== WORK REQUEST ==
The answer must be an exact copy of the entries that follow, with all images removed.

** Opening INFORMATION SUPPLIED block **

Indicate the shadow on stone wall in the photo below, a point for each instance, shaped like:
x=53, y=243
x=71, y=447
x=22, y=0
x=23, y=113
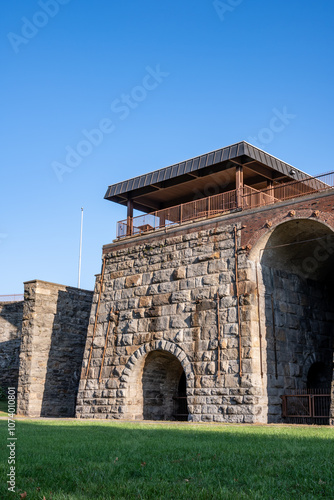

** Closing INFORMATION SUPPLIED block **

== FINISHED EXERCISE ==
Indicate the shadow on stone wall in the photo below, a point for each instance, shaped like:
x=53, y=243
x=71, y=447
x=22, y=0
x=23, y=113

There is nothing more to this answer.